Problem description |
Copy the items below word for word, from the line with "Trace the outline of every instance of the bumblebee." up to and including the line with "Give the mask of the bumblebee.".

Stored records
┌──

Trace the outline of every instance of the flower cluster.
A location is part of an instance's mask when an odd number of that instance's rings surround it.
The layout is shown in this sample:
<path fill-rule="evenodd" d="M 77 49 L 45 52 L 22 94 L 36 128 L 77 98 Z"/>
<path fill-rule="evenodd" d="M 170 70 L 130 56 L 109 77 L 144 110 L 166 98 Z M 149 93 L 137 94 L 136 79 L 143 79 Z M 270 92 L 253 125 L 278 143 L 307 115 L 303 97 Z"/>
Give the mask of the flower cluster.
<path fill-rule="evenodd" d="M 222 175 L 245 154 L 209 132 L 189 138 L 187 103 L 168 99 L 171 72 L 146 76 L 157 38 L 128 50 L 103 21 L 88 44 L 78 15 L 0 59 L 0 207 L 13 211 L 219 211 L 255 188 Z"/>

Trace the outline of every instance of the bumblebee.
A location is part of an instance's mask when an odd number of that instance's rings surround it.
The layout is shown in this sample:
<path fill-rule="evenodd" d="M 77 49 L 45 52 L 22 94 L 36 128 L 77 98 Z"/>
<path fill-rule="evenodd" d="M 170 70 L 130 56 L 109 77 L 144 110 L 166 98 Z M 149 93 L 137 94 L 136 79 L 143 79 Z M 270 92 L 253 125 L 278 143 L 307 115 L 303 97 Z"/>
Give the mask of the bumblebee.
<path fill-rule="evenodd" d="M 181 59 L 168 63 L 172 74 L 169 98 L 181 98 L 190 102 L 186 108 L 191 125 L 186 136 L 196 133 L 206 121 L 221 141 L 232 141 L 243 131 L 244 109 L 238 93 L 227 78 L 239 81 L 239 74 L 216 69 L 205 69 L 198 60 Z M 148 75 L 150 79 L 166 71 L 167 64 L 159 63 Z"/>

└──

The output |
Trace the outline of every instance of the bumblebee.
A location is part of an instance's mask when an odd number of that instance's rings surround it.
The layout is shown in this sample:
<path fill-rule="evenodd" d="M 77 49 L 45 52 L 22 94 L 36 128 L 77 98 Z"/>
<path fill-rule="evenodd" d="M 170 70 L 130 56 L 109 77 L 144 110 L 166 98 Z M 149 93 L 137 94 L 136 79 L 143 79 Z M 270 92 L 253 125 L 278 143 L 307 115 L 303 97 Z"/>
Give the mask of the bumblebee.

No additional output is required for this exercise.